> [Work order]: Go through the data and retrieve each line that includes the string "shop".

(Entries taken from a collection)
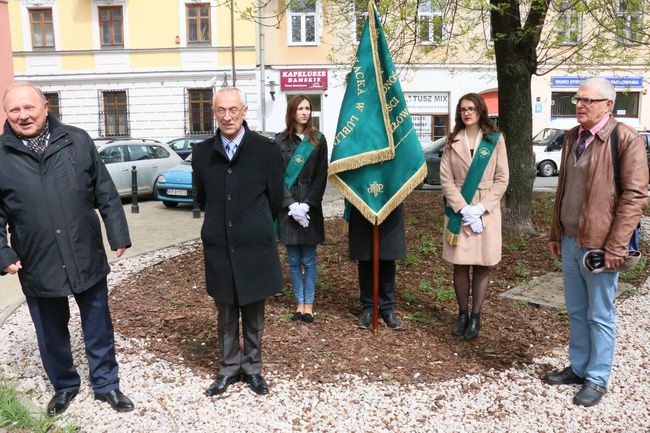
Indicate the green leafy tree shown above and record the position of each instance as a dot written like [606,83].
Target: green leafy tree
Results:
[522,37]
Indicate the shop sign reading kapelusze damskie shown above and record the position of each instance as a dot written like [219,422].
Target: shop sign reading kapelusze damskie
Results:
[303,79]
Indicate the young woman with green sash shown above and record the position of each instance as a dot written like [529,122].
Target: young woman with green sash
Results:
[301,227]
[474,177]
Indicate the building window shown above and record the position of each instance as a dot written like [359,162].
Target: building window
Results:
[53,104]
[42,28]
[116,113]
[198,23]
[569,23]
[110,26]
[303,27]
[630,21]
[626,105]
[430,22]
[360,16]
[201,120]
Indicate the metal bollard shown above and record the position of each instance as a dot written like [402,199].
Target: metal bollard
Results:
[196,210]
[134,190]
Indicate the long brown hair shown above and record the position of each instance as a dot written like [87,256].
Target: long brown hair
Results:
[290,118]
[484,121]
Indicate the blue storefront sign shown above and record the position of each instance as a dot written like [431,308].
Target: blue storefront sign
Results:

> [Result of the task]:
Indicate the shop sign reading kapelusze damskie shown above and record the position of each instance as a dot written like [219,422].
Target: shop sign reading kapelusze damskie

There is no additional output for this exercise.